The task: Please extract the lines of the records from the line holding "box in this photo as pixel coordinates." through the line holding "(1143, 221)", inclusive, and copy them word for word.

── Data section ──

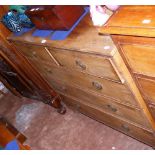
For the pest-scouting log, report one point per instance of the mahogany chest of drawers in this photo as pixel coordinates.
(91, 76)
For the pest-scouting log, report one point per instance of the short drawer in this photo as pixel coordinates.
(87, 63)
(104, 104)
(147, 87)
(90, 83)
(39, 53)
(134, 131)
(141, 59)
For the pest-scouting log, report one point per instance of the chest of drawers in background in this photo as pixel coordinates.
(134, 37)
(89, 73)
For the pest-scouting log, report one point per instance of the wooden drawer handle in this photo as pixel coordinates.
(64, 88)
(113, 109)
(97, 85)
(80, 64)
(34, 54)
(125, 128)
(48, 70)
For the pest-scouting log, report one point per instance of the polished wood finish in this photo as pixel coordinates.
(31, 79)
(132, 20)
(124, 111)
(88, 68)
(132, 31)
(55, 17)
(140, 58)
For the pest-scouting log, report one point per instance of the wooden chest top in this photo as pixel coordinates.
(132, 20)
(83, 38)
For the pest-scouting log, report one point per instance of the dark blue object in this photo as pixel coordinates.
(56, 35)
(11, 21)
(25, 21)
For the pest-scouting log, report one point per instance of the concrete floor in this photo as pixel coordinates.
(46, 129)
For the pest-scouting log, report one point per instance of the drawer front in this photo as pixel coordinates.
(35, 52)
(90, 83)
(147, 87)
(141, 58)
(104, 104)
(116, 123)
(92, 64)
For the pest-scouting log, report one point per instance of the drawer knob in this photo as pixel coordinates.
(64, 88)
(97, 85)
(34, 54)
(80, 64)
(125, 127)
(48, 70)
(113, 109)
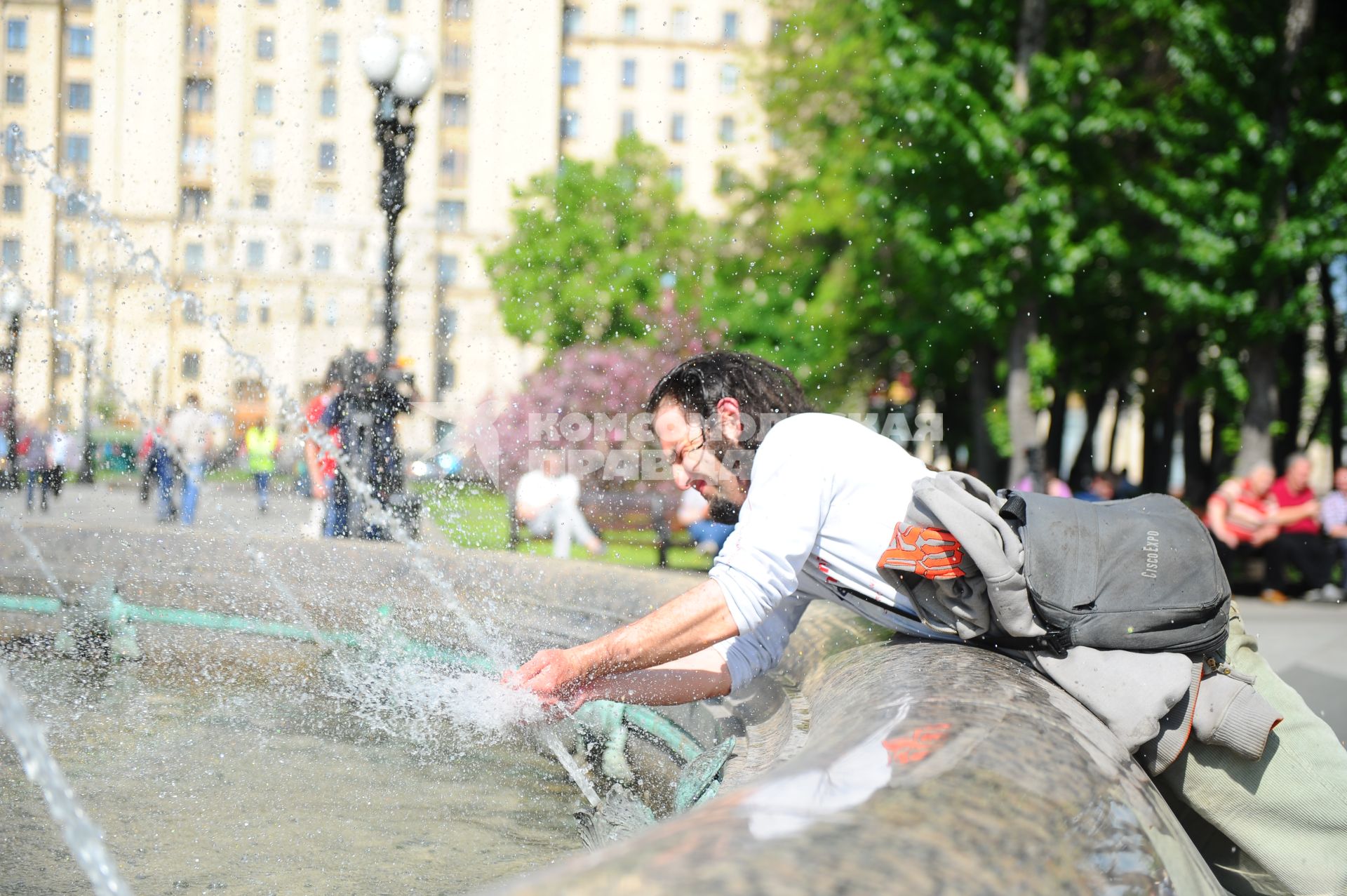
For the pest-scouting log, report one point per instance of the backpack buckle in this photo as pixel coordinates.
(1059, 642)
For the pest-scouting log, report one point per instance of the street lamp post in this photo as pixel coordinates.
(401, 80)
(86, 467)
(11, 304)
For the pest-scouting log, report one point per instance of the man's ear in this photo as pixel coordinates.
(728, 420)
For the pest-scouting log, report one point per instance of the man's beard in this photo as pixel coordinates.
(724, 511)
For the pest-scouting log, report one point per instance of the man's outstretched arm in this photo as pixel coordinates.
(688, 624)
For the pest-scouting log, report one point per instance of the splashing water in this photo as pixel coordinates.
(83, 836)
(473, 701)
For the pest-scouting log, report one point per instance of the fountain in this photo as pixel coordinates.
(282, 714)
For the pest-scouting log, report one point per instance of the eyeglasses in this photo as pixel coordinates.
(679, 457)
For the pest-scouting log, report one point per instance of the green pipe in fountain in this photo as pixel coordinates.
(601, 717)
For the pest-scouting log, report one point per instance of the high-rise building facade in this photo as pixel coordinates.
(235, 140)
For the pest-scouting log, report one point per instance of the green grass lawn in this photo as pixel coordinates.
(477, 518)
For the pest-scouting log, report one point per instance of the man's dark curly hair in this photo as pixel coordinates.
(760, 387)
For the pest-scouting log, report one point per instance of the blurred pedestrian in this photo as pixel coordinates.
(694, 512)
(262, 443)
(323, 516)
(33, 462)
(547, 500)
(1241, 515)
(58, 456)
(1300, 542)
(190, 437)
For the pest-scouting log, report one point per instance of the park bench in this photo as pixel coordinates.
(612, 511)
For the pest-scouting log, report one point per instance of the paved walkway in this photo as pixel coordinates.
(1306, 643)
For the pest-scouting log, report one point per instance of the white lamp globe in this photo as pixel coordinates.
(414, 77)
(379, 55)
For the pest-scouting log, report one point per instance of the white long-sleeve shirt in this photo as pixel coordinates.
(822, 504)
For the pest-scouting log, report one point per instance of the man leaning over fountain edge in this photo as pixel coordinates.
(815, 502)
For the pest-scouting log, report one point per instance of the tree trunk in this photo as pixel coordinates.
(984, 458)
(1057, 426)
(1261, 407)
(1026, 452)
(1198, 484)
(1291, 396)
(1083, 467)
(1334, 361)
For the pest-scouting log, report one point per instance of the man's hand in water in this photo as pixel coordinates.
(553, 676)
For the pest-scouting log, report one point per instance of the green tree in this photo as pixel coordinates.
(590, 248)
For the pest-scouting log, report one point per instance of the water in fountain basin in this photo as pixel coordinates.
(272, 789)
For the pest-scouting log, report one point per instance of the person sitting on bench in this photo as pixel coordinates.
(549, 503)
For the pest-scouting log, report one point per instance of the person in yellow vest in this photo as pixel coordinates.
(262, 442)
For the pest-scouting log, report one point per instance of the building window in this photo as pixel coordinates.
(446, 325)
(570, 124)
(572, 20)
(443, 375)
(449, 216)
(453, 109)
(329, 49)
(77, 150)
(199, 95)
(328, 101)
(730, 30)
(79, 95)
(570, 72)
(728, 128)
(725, 180)
(194, 203)
(17, 34)
(194, 258)
(80, 42)
(453, 166)
(446, 271)
(729, 79)
(455, 58)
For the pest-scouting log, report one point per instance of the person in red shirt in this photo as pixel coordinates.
(1242, 518)
(1300, 542)
(322, 465)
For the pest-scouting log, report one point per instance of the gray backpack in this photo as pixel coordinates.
(1140, 575)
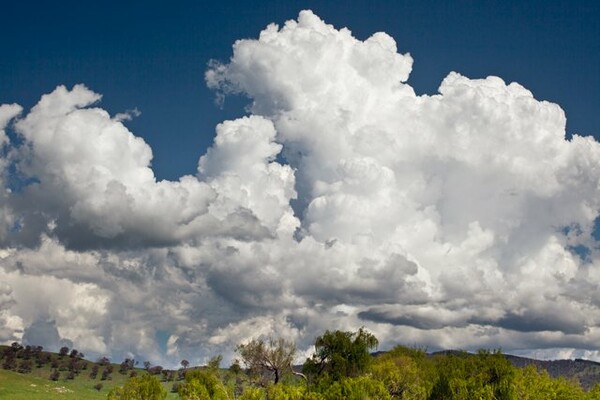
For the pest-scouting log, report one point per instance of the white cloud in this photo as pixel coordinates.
(446, 220)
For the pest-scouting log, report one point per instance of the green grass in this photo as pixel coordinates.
(36, 385)
(16, 386)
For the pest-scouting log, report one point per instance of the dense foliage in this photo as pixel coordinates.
(341, 367)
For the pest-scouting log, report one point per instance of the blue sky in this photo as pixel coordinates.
(418, 182)
(152, 55)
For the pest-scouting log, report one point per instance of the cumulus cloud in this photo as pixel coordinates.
(460, 219)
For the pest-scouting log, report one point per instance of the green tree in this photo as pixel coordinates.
(268, 356)
(341, 354)
(203, 384)
(407, 374)
(145, 387)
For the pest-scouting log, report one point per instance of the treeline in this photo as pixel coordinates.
(343, 368)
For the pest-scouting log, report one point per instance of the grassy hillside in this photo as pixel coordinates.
(37, 384)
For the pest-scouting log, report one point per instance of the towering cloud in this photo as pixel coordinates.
(461, 219)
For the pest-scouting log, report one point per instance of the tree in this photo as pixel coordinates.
(270, 356)
(63, 351)
(145, 387)
(203, 384)
(341, 354)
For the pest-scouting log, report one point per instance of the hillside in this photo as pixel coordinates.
(74, 377)
(585, 372)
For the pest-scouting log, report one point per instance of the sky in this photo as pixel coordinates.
(180, 179)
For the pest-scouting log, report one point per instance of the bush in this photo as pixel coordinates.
(145, 387)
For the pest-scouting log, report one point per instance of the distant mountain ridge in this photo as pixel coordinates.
(586, 372)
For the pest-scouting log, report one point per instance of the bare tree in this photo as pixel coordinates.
(271, 356)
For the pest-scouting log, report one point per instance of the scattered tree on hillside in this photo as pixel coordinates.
(271, 356)
(63, 351)
(339, 354)
(54, 375)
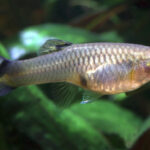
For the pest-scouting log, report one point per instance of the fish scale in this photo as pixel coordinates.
(106, 68)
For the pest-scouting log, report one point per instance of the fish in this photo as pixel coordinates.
(102, 67)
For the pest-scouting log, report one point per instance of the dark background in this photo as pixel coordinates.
(46, 117)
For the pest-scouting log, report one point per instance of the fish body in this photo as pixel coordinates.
(105, 68)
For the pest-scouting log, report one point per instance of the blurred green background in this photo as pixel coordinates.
(51, 116)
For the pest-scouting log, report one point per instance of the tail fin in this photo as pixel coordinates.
(4, 89)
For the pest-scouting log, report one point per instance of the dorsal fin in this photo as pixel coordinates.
(53, 45)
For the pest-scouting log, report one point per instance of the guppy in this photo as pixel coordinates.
(105, 68)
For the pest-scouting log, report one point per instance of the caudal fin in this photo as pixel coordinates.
(4, 89)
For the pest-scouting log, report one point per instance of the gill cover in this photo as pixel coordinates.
(53, 45)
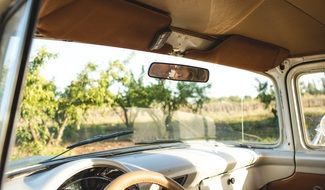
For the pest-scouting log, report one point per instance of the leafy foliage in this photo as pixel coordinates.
(266, 95)
(46, 112)
(38, 102)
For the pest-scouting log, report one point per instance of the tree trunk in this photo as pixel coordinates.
(126, 117)
(62, 127)
(33, 131)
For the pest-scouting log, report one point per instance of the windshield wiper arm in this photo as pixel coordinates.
(99, 138)
(94, 139)
(159, 141)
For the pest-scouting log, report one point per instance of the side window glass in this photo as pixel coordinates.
(312, 97)
(12, 40)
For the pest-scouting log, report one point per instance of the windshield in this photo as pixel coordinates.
(76, 91)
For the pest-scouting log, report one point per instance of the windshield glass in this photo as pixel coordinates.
(76, 91)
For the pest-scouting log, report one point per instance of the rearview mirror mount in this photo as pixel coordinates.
(178, 72)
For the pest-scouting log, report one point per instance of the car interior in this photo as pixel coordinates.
(282, 40)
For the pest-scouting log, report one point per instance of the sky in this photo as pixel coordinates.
(72, 58)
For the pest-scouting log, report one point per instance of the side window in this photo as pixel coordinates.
(312, 100)
(11, 48)
(248, 114)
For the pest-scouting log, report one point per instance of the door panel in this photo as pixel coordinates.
(16, 29)
(300, 181)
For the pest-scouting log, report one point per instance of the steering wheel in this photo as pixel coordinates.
(132, 178)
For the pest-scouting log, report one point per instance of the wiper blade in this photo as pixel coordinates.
(99, 138)
(94, 139)
(159, 142)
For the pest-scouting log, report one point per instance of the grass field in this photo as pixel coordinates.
(227, 118)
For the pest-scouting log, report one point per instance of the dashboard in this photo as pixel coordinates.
(94, 178)
(197, 166)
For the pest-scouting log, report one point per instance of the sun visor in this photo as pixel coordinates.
(245, 53)
(107, 22)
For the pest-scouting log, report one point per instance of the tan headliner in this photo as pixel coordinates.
(297, 25)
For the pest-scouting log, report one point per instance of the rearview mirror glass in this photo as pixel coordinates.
(178, 72)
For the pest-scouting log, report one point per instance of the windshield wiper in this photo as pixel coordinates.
(159, 141)
(94, 139)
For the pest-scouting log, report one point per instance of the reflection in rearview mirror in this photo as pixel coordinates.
(178, 72)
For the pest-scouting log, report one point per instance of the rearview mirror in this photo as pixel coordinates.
(178, 72)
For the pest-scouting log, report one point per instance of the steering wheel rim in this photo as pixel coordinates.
(132, 178)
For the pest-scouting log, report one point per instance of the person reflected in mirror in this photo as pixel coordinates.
(178, 72)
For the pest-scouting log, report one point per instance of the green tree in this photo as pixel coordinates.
(135, 94)
(266, 95)
(38, 103)
(188, 95)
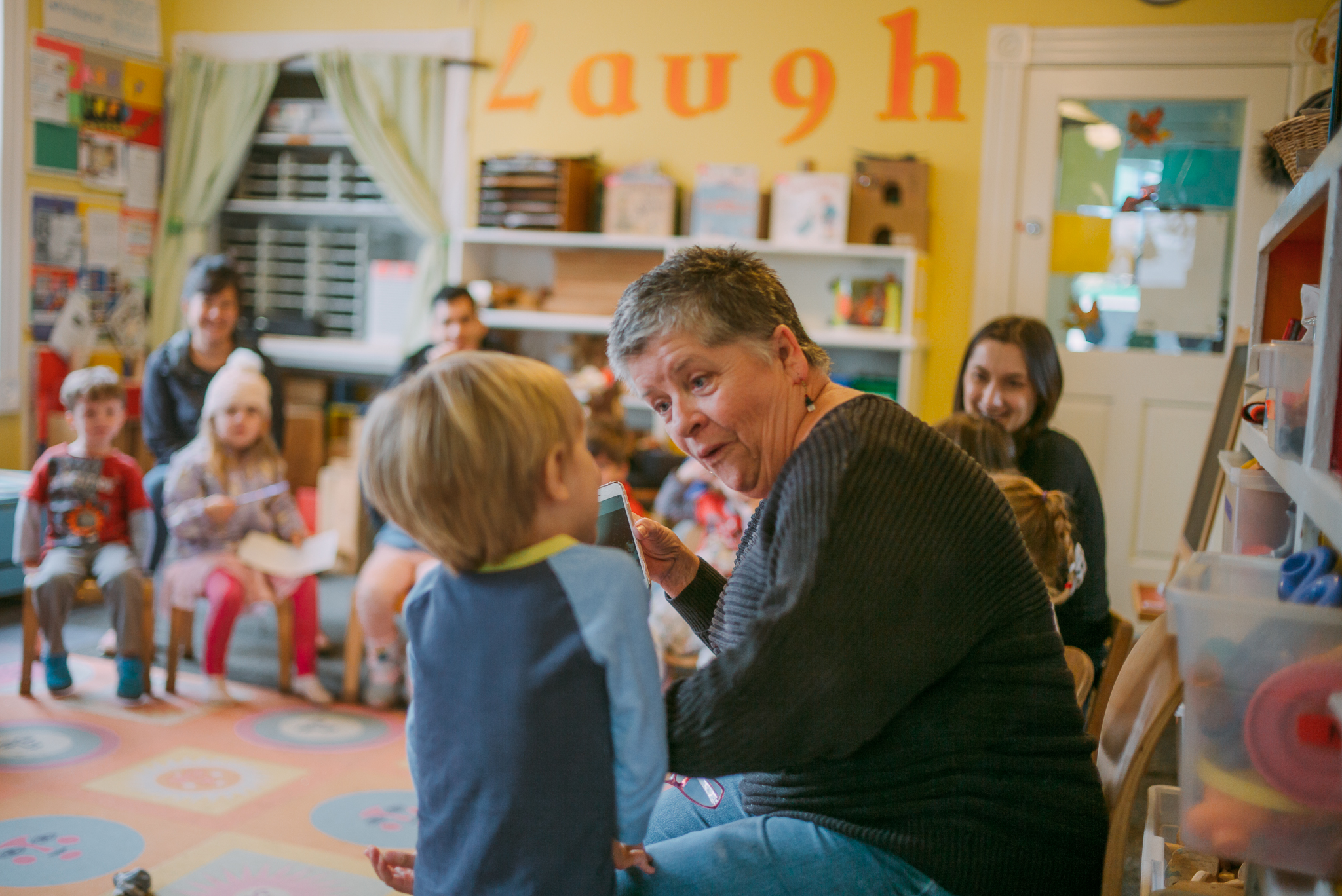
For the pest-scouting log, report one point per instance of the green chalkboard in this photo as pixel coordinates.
(55, 147)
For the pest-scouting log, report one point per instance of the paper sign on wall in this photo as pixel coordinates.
(129, 24)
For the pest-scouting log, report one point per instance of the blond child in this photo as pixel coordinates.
(100, 523)
(537, 733)
(1047, 529)
(227, 482)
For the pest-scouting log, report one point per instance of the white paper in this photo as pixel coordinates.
(104, 239)
(74, 329)
(48, 86)
(142, 177)
(277, 557)
(58, 240)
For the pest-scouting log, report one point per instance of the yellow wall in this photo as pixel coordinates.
(749, 128)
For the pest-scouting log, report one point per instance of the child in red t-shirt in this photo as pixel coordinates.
(100, 523)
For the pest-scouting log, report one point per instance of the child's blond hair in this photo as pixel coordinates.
(92, 384)
(455, 455)
(1047, 529)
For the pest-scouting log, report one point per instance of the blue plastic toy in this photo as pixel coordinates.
(1301, 570)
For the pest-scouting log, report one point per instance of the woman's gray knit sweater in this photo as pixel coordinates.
(889, 668)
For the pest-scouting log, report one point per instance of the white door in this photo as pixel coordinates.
(1142, 301)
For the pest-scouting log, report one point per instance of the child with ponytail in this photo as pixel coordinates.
(227, 482)
(1047, 529)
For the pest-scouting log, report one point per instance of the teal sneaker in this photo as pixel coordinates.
(130, 678)
(58, 675)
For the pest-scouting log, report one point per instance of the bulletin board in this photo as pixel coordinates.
(96, 125)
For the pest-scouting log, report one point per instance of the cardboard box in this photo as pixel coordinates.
(592, 281)
(889, 202)
(305, 443)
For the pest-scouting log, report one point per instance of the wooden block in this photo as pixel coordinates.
(339, 509)
(305, 443)
(592, 281)
(305, 390)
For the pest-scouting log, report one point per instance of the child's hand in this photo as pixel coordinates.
(395, 868)
(670, 564)
(219, 509)
(631, 856)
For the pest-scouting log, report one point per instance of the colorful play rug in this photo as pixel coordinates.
(267, 797)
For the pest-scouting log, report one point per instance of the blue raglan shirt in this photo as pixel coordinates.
(537, 733)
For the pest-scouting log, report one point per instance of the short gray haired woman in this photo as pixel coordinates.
(889, 709)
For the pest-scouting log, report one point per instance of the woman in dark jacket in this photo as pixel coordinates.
(1011, 375)
(179, 371)
(889, 709)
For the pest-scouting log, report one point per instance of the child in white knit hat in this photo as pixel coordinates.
(227, 482)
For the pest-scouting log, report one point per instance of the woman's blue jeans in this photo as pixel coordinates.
(721, 852)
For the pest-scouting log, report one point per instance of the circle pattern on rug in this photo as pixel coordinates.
(29, 746)
(371, 817)
(45, 851)
(317, 730)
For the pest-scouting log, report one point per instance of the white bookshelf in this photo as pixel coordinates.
(1307, 215)
(527, 258)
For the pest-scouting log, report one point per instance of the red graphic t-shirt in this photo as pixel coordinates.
(89, 499)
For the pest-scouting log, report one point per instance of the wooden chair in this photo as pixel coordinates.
(1120, 643)
(88, 593)
(355, 651)
(183, 625)
(1145, 695)
(1083, 671)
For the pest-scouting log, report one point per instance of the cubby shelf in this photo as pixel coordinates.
(1317, 493)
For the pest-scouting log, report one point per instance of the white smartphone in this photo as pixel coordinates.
(615, 523)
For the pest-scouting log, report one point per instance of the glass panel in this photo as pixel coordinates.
(1143, 221)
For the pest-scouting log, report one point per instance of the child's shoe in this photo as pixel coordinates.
(130, 684)
(58, 675)
(384, 679)
(311, 688)
(216, 692)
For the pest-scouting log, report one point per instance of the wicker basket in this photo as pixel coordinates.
(1306, 134)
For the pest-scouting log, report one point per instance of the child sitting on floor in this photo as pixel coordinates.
(100, 523)
(227, 482)
(1047, 529)
(537, 734)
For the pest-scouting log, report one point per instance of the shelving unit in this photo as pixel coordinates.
(1302, 243)
(527, 258)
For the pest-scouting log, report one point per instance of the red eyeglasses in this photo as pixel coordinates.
(701, 792)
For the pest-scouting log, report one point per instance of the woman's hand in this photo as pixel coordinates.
(631, 856)
(395, 868)
(219, 509)
(670, 564)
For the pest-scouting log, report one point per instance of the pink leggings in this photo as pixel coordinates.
(226, 600)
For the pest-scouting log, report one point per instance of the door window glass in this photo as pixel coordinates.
(1143, 223)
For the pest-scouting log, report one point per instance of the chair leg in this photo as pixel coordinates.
(147, 633)
(285, 614)
(30, 643)
(179, 635)
(353, 656)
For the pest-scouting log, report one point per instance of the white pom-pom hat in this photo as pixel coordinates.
(239, 383)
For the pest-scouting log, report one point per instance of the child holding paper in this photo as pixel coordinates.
(227, 482)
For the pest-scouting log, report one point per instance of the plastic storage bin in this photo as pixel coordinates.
(1288, 381)
(1261, 765)
(1256, 512)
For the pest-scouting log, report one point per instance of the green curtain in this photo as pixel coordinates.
(394, 109)
(214, 109)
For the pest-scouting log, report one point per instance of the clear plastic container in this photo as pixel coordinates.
(1288, 383)
(1261, 765)
(1256, 512)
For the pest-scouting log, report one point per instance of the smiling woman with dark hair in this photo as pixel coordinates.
(1011, 376)
(889, 709)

───

Complete answer:
For the pest-scouting log, report one point per instance of the cardboard box in this photo as pixel coordinates.
(592, 281)
(889, 202)
(305, 443)
For the pest-scouting log, report one point per instance of the wooden block in this photo as pixel coordinates.
(339, 509)
(305, 443)
(592, 281)
(305, 390)
For the pest-scouting log, report one point per instance of the child's hand in this photo as pixel coordinates.
(395, 868)
(670, 564)
(219, 509)
(631, 856)
For the pest-scouting log, report one point per instance of the colorful play rug in this photo as pixel coordinates.
(267, 797)
For the pest-scouting log, report one point per instance of the blue raglan shirt in this photo as pixel coordinates.
(537, 733)
For the pest-scouting log, report one point per instance of the short gray haired woman in this photo as pixel coordinates.
(889, 709)
For the pest-scouting log, report one point per instance of the woman in dark jacket in this photo as pixel coordinates.
(1011, 375)
(179, 371)
(889, 709)
For the pest-scouting log, report one point per instance of the child in white knit hat in this photo as pixel coordinates.
(227, 482)
For the pest-scouting log, report one point per instance of the woman's blue jeans in this photo as pixel coordinates.
(721, 852)
For the pest-scouting log, report one point per instance of the circle pattern on rug in this photo as pixel coordinates.
(29, 746)
(371, 817)
(45, 851)
(317, 730)
For the pest-scouting log, report one point per instance of the white bookshelf in this photo as pixel coordinates.
(1307, 215)
(527, 258)
For the pest-scouting log, report one point per instance of the red graphic t-shirt in this photo as pixel coordinates.
(89, 499)
For the pest-scouting log, report one point per instance of the wooden chair in this photo as pixel coordinates.
(1120, 643)
(88, 593)
(355, 651)
(183, 625)
(1145, 695)
(1083, 671)
For the pest-scouting log, report one point per instance of the cubby shelf in this photo as pixel coordinates.
(1317, 493)
For the pest-scouting log, report one point per instance of the white smartphone in this photo as pixel coordinates.
(615, 523)
For the pest-scouting log, report one point per instance of the glass panel in this photo as pixel coordinates.
(1143, 221)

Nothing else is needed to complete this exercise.